Publications

Rechercher les articles
par mot du titre ou mot-clé :

présentés par :

année et n° (si revue):

auteur :

Frère Léonard

un cahier des charges en forme de ‘lettre ouverte’

Pierre Collet
Publié dans Bulletin PAVÉS n°22 (3/2010)

Cette "lettre ouverte" au nouvel archevêque a été rédigée pendant le mois de février 2010. Il semble bien que les premières décisions et prises de position d'André-Joseph Léonard n'enlèvent rien à son actualité, bien au contraire.

Vous comprendrez sans peine que nous vous donnions ce beau titre de frère, parce que c’est celui qui exprime le mieux ce que nous savons de l’attitude de Jésus et ce qu’il attend de nous, mais aussi parce que c’est celui qui complète le mieux celui de ‘Père’ que le même Jésus nous a demandé de ne pas utiliser entre nous. Mais vous devinerez aussi que cette précaution n’est pas sans signification pour ce que nous voudrions vous dire…

Votre récente désignation à la tête de l’archevêché a été interprétée de manières diverses comme on pouvait s’y attendre : surprise, demi-surprise, évidence… Nous ne répéterons pas ce qu’ont déjà dit avec à-propos beaucoup de nos amis, Gabriel Ringlet, Gérard Fourez, Jacques Meurice, Paul Löwenthal, Jo Bock, José Fontaine, Peter Annegarn et le CIL, etc. Sans oublier le très remarquable Au boulot, Monseigneur ! d’un ‘Collectif de jeunes chrétiens’. Nous nous reconnaissons dans leurs témoignages que nous avons mis en ligne sur notre site web liés à votre nom, ainsi que dans ceux qui ont été publiés dans le dernier numéro de L’Appel, particulièrement celui des prêtres liés au MOC, ou encore ceux de Jacques Vermeylen et de Michel Kesteman.

Au départ de ce que vivent en particulier la quarantaine de communautés de base de Wallonie et de Bruxelles, mais aussi des attentes des groupes que notre réseau ‘Pour un Autre Visage d’Église et de Société’ met en contact, nous tenons à vous faire part de nos espoirs et à tenter de conjurer par la même occasion toute illusion ou mauvais sort auquel, bien entendu, nous ne voulons pas croire.

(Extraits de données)
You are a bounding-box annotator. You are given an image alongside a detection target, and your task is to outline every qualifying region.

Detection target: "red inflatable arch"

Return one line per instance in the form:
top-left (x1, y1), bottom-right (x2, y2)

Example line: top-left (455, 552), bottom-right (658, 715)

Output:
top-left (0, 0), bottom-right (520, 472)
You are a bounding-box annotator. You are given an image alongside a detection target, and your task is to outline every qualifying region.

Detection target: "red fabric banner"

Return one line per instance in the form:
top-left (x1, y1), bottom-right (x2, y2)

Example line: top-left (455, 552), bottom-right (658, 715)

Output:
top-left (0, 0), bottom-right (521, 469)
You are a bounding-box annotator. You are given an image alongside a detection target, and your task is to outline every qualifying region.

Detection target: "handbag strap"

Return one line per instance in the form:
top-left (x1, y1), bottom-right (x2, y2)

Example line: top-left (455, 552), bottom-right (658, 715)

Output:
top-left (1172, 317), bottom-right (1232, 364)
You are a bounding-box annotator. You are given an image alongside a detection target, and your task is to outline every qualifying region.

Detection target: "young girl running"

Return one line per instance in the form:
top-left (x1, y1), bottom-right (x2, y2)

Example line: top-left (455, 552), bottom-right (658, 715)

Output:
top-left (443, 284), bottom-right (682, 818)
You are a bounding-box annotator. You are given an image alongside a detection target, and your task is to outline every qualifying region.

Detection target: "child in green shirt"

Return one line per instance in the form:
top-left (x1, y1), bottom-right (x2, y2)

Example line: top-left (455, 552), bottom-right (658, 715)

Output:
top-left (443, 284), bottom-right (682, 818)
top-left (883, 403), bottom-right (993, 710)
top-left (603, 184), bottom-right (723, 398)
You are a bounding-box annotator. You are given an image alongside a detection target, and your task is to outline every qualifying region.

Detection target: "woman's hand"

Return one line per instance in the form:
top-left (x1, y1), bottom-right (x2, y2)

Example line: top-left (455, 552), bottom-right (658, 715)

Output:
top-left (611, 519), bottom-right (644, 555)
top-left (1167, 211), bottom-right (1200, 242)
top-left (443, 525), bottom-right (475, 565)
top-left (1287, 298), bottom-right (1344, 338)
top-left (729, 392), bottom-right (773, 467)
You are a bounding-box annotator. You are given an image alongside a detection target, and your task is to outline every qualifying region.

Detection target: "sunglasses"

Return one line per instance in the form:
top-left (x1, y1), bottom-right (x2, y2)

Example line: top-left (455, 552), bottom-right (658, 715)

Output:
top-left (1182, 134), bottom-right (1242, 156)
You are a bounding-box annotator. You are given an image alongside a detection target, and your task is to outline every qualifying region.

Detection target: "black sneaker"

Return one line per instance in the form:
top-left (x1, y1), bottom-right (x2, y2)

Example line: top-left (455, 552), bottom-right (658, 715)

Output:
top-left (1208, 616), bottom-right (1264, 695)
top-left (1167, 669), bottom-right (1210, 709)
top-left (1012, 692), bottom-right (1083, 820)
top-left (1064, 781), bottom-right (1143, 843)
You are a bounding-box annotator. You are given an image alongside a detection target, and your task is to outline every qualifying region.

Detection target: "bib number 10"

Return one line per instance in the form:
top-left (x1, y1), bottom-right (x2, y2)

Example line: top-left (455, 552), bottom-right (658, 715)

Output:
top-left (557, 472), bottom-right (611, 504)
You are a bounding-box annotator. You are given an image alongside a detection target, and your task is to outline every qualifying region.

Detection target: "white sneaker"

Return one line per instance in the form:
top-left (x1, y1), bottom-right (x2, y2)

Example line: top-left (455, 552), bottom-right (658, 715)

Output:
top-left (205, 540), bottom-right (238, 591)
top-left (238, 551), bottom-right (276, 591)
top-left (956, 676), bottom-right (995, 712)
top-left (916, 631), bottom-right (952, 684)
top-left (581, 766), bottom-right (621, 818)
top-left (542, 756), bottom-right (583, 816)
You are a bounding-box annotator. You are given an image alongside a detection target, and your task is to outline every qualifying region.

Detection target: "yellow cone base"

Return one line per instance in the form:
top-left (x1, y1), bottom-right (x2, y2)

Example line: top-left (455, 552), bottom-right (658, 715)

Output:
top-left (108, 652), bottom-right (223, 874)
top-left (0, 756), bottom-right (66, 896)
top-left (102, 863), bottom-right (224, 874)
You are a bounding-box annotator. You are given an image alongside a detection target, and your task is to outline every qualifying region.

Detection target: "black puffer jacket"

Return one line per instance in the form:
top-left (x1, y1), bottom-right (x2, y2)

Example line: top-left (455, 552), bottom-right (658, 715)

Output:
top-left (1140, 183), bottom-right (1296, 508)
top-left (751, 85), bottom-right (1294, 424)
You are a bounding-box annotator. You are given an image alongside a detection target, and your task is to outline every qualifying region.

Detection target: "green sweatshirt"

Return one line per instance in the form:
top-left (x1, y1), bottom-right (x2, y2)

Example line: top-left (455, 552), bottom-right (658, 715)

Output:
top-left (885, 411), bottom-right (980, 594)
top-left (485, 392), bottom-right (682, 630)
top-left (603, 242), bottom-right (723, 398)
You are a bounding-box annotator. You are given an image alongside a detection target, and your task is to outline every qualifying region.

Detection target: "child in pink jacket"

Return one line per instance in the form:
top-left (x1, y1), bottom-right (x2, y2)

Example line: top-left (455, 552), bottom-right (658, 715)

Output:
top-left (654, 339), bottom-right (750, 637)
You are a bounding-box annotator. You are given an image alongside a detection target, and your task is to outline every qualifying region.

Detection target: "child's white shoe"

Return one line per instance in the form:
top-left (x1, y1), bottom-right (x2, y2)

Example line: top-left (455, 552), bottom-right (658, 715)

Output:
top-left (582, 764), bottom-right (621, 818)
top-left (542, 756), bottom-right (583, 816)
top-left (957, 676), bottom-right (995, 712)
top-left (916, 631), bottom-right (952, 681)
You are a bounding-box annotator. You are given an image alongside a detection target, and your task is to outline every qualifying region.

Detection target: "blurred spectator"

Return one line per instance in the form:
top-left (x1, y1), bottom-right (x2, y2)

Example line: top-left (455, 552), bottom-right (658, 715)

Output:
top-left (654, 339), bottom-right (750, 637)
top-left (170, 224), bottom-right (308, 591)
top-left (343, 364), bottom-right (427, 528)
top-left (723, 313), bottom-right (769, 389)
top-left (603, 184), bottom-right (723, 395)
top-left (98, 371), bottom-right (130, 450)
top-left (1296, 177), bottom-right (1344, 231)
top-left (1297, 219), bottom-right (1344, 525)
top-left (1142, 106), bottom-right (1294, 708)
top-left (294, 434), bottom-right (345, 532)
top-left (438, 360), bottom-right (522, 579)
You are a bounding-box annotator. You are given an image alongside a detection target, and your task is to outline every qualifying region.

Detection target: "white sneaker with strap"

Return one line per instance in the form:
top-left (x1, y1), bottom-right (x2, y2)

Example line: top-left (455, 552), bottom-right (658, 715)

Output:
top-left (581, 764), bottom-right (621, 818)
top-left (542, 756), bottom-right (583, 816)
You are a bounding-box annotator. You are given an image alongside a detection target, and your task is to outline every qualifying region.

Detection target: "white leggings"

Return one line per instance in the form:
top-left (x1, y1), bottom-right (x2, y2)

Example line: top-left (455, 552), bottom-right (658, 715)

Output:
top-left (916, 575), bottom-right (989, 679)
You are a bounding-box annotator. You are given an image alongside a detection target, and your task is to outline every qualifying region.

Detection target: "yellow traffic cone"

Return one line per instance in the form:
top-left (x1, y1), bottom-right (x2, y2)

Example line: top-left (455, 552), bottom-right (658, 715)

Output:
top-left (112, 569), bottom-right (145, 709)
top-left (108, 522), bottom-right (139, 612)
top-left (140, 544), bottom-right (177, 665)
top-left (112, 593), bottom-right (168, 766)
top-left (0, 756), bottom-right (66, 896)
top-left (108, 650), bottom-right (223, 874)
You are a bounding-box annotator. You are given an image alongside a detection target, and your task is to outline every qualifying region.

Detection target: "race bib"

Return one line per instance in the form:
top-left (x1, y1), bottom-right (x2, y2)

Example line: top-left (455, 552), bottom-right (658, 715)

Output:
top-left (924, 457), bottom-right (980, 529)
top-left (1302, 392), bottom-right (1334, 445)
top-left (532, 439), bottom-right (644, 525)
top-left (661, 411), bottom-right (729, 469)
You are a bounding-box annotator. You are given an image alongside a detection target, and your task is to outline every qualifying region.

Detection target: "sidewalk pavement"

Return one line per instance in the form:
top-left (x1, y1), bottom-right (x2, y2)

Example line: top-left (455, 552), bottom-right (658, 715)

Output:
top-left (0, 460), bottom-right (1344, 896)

- VOTRE TRAVAIL:
1. Selon la lettre ouverte à Frère Léonard, à quel moment a-t-elle été rédigée ?
2. Traduisez en anglais cette phrase de la lettre ouverte à Frère Léonard : « Votre récente désignation à la tête de l’archevêché a été interprétée de manières diverses comme on pouvait s’y attendre : surprise, demi-surprise, évidence… »
3. Poursuivez la lettre ouverte à Frère Léonard à partir de sa dernière phrase.
Les items n'ont aucun rôle dans ce travail.

- RÉPONSES PAR TÂCHE:
1. Pendant le mois de février 2010.

2. Your recent appointment as head of the archdiocese has been interpreted in various ways, as one might expect: surprise, half-surprise, obviousness…

3.
Plus que par votre nomination, nous avons été surpris d’être informés tout de go de votre programme… Nous espérions – naïvement sans doute – qu’un programme d’action, quel qu’il soit, devrait être élaboré à partir d’une concertation, au moins d’une consultation… Contrairement à ce que d’aucuns continuent d’admettre, voire même d’affirmer avec conviction, nous pensons que l’Église a tout à gagner d’un fonctionnement réellement démocratique, et que c’est ainsi qu’elle sera plus fidèle à l’idéal de fraternité dont Jésus rêvait pour ses disciples. Dans cette optique, permettez-nous d’insister pour que les propositions du concile Vatican ii sur la subsidiarité, la concertation épiscopale, les conseils et consultations, deviennent enfin réalité. Ne commettez donc plus l’erreur de nommer vous-même quelque conseil presbytéral ou pastoral qui ne pourrait, au mieux, comme en un jeu de miroirs, que refléter toujours les mêmes idées, alors que l’urgence de solutions autres et nouvelles ne fait plus de doute pour personne.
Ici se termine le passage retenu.